[START OF Supplied records]

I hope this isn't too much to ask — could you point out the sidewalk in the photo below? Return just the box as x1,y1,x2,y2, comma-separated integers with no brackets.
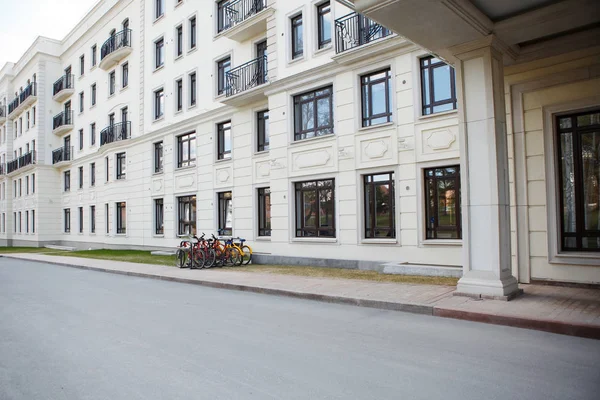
3,254,600,339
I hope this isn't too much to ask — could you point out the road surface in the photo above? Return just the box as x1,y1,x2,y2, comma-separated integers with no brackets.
0,258,600,400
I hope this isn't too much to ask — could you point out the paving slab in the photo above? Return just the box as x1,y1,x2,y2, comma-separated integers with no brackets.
3,254,600,339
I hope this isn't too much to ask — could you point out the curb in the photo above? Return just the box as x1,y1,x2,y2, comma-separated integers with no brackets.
433,307,600,339
5,255,600,339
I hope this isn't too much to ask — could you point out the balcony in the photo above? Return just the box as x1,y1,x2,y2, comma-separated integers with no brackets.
52,75,75,102
8,82,37,119
335,12,394,54
6,150,35,174
217,0,275,42
52,111,73,136
100,121,131,146
99,29,132,71
222,56,269,106
52,146,74,165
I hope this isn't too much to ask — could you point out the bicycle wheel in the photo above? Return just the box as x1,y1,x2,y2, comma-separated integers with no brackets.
225,247,242,266
242,244,252,265
175,249,188,268
192,249,205,269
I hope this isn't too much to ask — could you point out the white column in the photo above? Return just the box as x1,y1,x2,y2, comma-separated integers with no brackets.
454,36,519,298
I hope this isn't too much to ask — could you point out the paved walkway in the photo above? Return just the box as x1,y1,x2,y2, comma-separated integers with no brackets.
4,254,600,339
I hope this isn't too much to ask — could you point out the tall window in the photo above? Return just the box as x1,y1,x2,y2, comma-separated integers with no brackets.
556,110,600,252
294,86,333,140
108,71,116,95
258,188,271,236
154,38,165,68
217,121,231,160
190,17,196,50
256,110,269,151
360,68,392,126
117,153,127,179
63,171,71,192
421,57,456,115
78,207,83,233
154,141,163,174
90,163,96,187
177,196,196,235
364,172,396,239
154,0,165,19
154,199,165,235
117,201,127,234
190,72,196,107
154,88,165,120
90,206,96,233
92,83,96,106
177,132,196,168
90,122,96,146
92,45,98,67
425,165,462,239
175,25,183,57
63,208,71,233
218,192,233,236
317,1,331,49
175,79,183,111
291,14,304,60
121,63,129,88
217,57,231,95
296,179,335,237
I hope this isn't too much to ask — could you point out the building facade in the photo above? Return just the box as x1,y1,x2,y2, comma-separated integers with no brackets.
0,0,600,295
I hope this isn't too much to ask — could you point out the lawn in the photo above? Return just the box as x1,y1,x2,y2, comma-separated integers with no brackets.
0,247,458,286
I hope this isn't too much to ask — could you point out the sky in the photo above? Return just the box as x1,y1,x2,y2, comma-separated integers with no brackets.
0,0,98,68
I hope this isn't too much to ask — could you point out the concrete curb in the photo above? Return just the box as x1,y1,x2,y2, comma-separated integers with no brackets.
433,307,600,339
0,255,600,339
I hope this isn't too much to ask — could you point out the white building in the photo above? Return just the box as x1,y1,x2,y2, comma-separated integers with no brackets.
0,0,600,296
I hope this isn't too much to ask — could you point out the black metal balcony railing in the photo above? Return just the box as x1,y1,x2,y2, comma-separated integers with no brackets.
52,146,73,164
225,56,268,97
52,111,73,129
217,0,267,32
8,82,36,114
100,29,131,61
335,13,394,53
6,150,36,174
100,121,131,146
52,75,75,96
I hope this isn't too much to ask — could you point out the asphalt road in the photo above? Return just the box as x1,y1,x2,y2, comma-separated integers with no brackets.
0,258,600,400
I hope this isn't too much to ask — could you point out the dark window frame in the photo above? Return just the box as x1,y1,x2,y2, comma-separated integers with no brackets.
419,56,458,115
363,172,396,239
360,67,394,128
217,121,233,160
294,178,337,238
115,152,127,180
553,109,600,254
257,187,272,236
217,190,233,236
256,110,270,152
177,132,196,168
294,85,335,141
177,195,197,236
154,199,165,235
317,1,331,49
115,201,127,235
423,165,462,240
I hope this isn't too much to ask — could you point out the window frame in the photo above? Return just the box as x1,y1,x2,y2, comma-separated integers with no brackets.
419,56,458,116
294,178,337,239
293,84,335,142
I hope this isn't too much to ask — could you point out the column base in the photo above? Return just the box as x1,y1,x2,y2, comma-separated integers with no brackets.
454,271,523,300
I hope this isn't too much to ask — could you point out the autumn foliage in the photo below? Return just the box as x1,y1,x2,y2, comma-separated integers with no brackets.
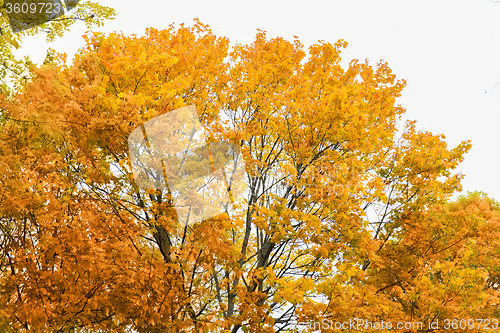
0,22,500,332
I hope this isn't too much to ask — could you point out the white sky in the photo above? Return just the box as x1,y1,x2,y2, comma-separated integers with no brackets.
11,0,500,200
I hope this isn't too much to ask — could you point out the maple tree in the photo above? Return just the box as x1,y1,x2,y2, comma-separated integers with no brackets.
0,21,499,332
0,0,116,93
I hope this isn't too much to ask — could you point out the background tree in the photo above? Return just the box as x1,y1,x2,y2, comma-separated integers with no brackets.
0,22,498,332
0,0,116,93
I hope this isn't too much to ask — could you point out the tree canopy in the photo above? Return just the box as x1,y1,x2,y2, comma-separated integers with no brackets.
0,0,115,93
0,21,500,333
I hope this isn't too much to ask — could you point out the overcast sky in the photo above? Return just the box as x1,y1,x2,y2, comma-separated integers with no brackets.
11,0,500,200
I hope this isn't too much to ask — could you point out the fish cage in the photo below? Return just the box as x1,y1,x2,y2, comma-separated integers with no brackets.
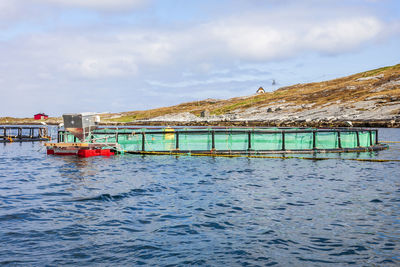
54,127,388,154
0,126,50,143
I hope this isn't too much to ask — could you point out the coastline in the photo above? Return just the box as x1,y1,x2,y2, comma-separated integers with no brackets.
0,118,400,128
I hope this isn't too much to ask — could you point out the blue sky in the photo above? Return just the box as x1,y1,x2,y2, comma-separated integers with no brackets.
0,0,400,117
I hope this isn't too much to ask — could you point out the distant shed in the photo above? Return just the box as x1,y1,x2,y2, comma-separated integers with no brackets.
33,113,49,120
257,87,265,94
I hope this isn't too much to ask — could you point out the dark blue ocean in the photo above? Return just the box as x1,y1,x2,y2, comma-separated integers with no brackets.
0,129,400,266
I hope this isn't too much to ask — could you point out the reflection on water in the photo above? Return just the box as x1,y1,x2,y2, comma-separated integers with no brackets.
0,129,400,266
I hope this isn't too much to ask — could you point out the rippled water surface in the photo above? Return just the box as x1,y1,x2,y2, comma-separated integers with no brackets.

[END OF Supplied records]

Your instructions -
Convert the data above into a Markdown table with the columns Row and Line, numbering each nonblank line and leaving out blank lines. Leave the pictures out of the table.

Completed exercise -
| Row | Line |
|---|---|
| 1 | I hope this isn't too much to ask — could you point out the sidewalk in the photo below? Return just the box as x1,y1,x2,y2, comma-separated integers with no brackets. |
| 2 | 3,254,600,339 |
| 3 | I hope this isn't too much to ask — could you point out the road surface in the photo above? Return just the box as x1,y1,x2,y2, comma-separated integers with no brackets. |
| 4 | 0,258,600,400 |
| 5 | I hope this isn't too much to ask — could you point out the paving slab in the photo above? Return just the box as x1,y1,x2,y2, comma-separated integers with no brackets. |
| 6 | 3,254,600,339 |
| 7 | I hope this isn't too much to ask — could you point out the curb in the photo above? Return just the box as x1,y1,x2,y2, comma-separated integers with no brackets. |
| 8 | 433,307,600,339 |
| 9 | 5,255,600,339 |
| 10 | I hope this isn't too much to ask — could you point out the balcony in the photo above? Return just the box as x1,y1,x2,y2, comma-separated integers with no brackets. |
| 11 | 52,75,75,102 |
| 12 | 8,82,37,119 |
| 13 | 335,12,394,54 |
| 14 | 6,150,35,174 |
| 15 | 217,0,275,42 |
| 16 | 52,111,73,136 |
| 17 | 100,121,131,146 |
| 18 | 99,29,132,71 |
| 19 | 222,56,269,106 |
| 20 | 52,146,74,165 |
| 21 | I hope this isn't too much to ask — could you point out the bicycle wheel in the photo above? Return just the box as x1,y1,x2,y2, comma-separated integers with no brackets. |
| 22 | 225,247,242,266 |
| 23 | 242,244,252,265 |
| 24 | 175,249,188,268 |
| 25 | 192,249,205,269 |
| 26 | I hope this isn't too much to ask — could you point out the white column in the photo above? Return just the box as x1,y1,x2,y2, comma-separated integers with no brackets. |
| 27 | 454,36,519,298 |
| 28 | I hope this isn't too much to ask — could you point out the paved walkway in the photo above? Return just the box as x1,y1,x2,y2, comma-separated integers with no brackets. |
| 29 | 4,254,600,339 |
| 30 | I hope this isn't too much to ask — could you point out the tall window in the photo above? Return just the box as x1,y1,x2,y2, comma-separated integers with no brackets. |
| 31 | 556,110,600,252 |
| 32 | 294,86,333,140 |
| 33 | 108,71,116,95 |
| 34 | 258,188,271,236 |
| 35 | 154,38,165,68 |
| 36 | 217,121,231,160 |
| 37 | 190,17,196,50 |
| 38 | 256,110,269,151 |
| 39 | 360,68,392,126 |
| 40 | 117,153,127,179 |
| 41 | 63,171,71,192 |
| 42 | 421,57,456,115 |
| 43 | 78,207,83,233 |
| 44 | 154,141,163,174 |
| 45 | 90,163,96,187 |
| 46 | 177,196,196,235 |
| 47 | 364,172,396,239 |
| 48 | 154,0,165,19 |
| 49 | 154,199,165,235 |
| 50 | 117,201,127,234 |
| 51 | 190,72,196,107 |
| 52 | 154,88,165,120 |
| 53 | 90,206,96,233 |
| 54 | 92,83,96,106 |
| 55 | 177,132,196,168 |
| 56 | 90,122,96,146 |
| 57 | 92,45,98,67 |
| 58 | 425,165,462,239 |
| 59 | 175,25,183,57 |
| 60 | 63,208,71,233 |
| 61 | 218,192,233,236 |
| 62 | 317,1,331,49 |
| 63 | 175,79,183,111 |
| 64 | 291,14,304,60 |
| 65 | 121,63,129,88 |
| 66 | 217,57,231,95 |
| 67 | 296,179,335,237 |
| 68 | I hope this isn't too much to ask — could you point out the building facade in the photo above? Return just the box as x1,y1,x2,y2, comma-separated integers with no brackets. |
| 69 | 0,0,600,295 |
| 70 | I hope this isn't too much to ask — could you point out the lawn in the photo above? Return just the box as x1,y1,x2,y2, comma-separated integers with no brackets. |
| 71 | 0,247,458,286 |
| 72 | I hope this isn't too much to ask — could you point out the sky in the photo above? Return just the box as x1,y1,x2,y2, comma-separated integers with no brackets. |
| 73 | 0,0,98,68 |
| 74 | I hope this isn't too much to ask — could you point out the concrete curb in the photo above? Return just the box as x1,y1,x2,y2, comma-separated integers with no brackets. |
| 75 | 433,307,600,339 |
| 76 | 0,255,600,339 |
| 77 | I hope this isn't too much to ask — could you point out the white building in the photo above? Return just the box as x1,y1,x2,y2, comma-separated integers with no brackets. |
| 78 | 0,0,600,296 |
| 79 | I hope this isn't too much to ask — could you point out the black metal balcony railing in the photo above? Return just the box as x1,y1,x2,y2, comma-separated integers with no brackets. |
| 80 | 52,146,73,164 |
| 81 | 225,56,268,97 |
| 82 | 52,111,73,129 |
| 83 | 217,0,267,32 |
| 84 | 8,82,36,114 |
| 85 | 100,29,131,61 |
| 86 | 335,13,394,53 |
| 87 | 6,150,36,174 |
| 88 | 100,121,131,146 |
| 89 | 52,75,75,96 |
| 90 | I hope this isn't too much to ask — could you point out the asphalt road in the photo above? Return just the box as x1,y1,x2,y2, comma-separated integers with no brackets. |
| 91 | 0,258,600,400 |
| 92 | I hope this isn't too much to ask — could you point out the dark window frame in the photo above? Return just the box as x1,y1,x2,y2, comma-separated integers with no brackets. |
| 93 | 419,56,458,115 |
| 94 | 363,172,396,239 |
| 95 | 360,67,394,128 |
| 96 | 217,121,233,160 |
| 97 | 294,178,337,238 |
| 98 | 115,152,127,180 |
| 99 | 553,109,600,254 |
| 100 | 257,187,272,236 |
| 101 | 217,190,233,236 |
| 102 | 256,110,270,152 |
| 103 | 177,132,196,168 |
| 104 | 294,85,335,141 |
| 105 | 177,195,197,236 |
| 106 | 154,199,165,235 |
| 107 | 317,1,331,49 |
| 108 | 115,201,127,235 |
| 109 | 423,165,462,240 |
| 110 | I hope this isn't too much to ask — could you point out the window frame in the photo above? Return just the box as x1,y1,x2,y2, comma-separated integers with no brackets. |
| 111 | 419,56,458,116 |
| 112 | 294,178,337,239 |
| 113 | 293,84,335,142 |
| 114 | I hope this isn't too much to ask — could you point out the column base in the photo above? Return just the box as x1,y1,x2,y2, comma-separated integers with no brackets. |
| 115 | 454,271,523,300 |
| 116 | I hope this isn't too much to ask — could you point out the autumn foliage in the photo below? Return just the box as x1,y1,x2,y2, comma-separated integers with no brackets. |
| 117 | 0,22,500,332 |
| 118 | I hope this isn't too much to ask — could you point out the white sky in the photo above? Return just the box as x1,y1,x2,y2, comma-separated integers with no brackets. |
| 119 | 11,0,500,200 |
| 120 | I hope this isn't too much to ask — could you point out the maple tree in the photo above? Return just the box as x1,y1,x2,y2, comma-separated integers with no brackets. |
| 121 | 0,21,499,332 |
| 122 | 0,0,116,93 |
| 123 | I hope this isn't too much to ask — could you point out the background tree in the photo above? Return just the box as x1,y1,x2,y2, comma-separated integers with no brackets. |
| 124 | 0,22,498,332 |
| 125 | 0,0,116,93 |
| 126 | I hope this isn't too much to ask — could you point out the tree canopy in the photo above? Return just the box as x1,y1,x2,y2, comma-separated integers with no brackets. |
| 127 | 0,0,115,93 |
| 128 | 0,21,500,333 |
| 129 | I hope this isn't too much to ask — could you point out the overcast sky in the photo above? Return just the box as x1,y1,x2,y2, comma-separated integers with no brackets. |
| 130 | 11,0,500,200 |
| 131 | I hope this isn't too much to ask — could you point out the fish cage in the photo below? Return just the box as x1,y1,x2,y2, comma-separated integers with no brackets. |
| 132 | 54,127,388,154 |
| 133 | 0,126,50,143 |
| 134 | I hope this isn't too much to ask — could you point out the coastline in the photo above? Return just the box as x1,y1,x2,y2, comma-separated integers with no brackets. |
| 135 | 0,118,400,128 |
| 136 | I hope this isn't too much to ask — could you point out the blue sky in the photo above? Return just the box as x1,y1,x2,y2, comma-separated integers with no brackets. |
| 137 | 0,0,400,117 |
| 138 | I hope this isn't too much to ask — could you point out the distant shed in the photo above? Return just the box as x1,y1,x2,y2, comma-separated integers with no brackets. |
| 139 | 33,113,49,120 |
| 140 | 257,87,265,94 |
| 141 | I hope this isn't too much to ask — could you point out the dark blue ocean in the photo above? Return just the box as x1,y1,x2,y2, comma-separated integers with no brackets. |
| 142 | 0,129,400,266 |
| 143 | I hope this isn't too much to ask — could you point out the reflection on water in the photo above? Return just the box as x1,y1,x2,y2, comma-separated integers with no brackets. |
| 144 | 0,129,400,266 |
| 145 | I hope this isn't too much to ask — could you point out the rippled water surface in the photo above? Return just the box as x1,y1,x2,y2, comma-separated integers with no brackets. |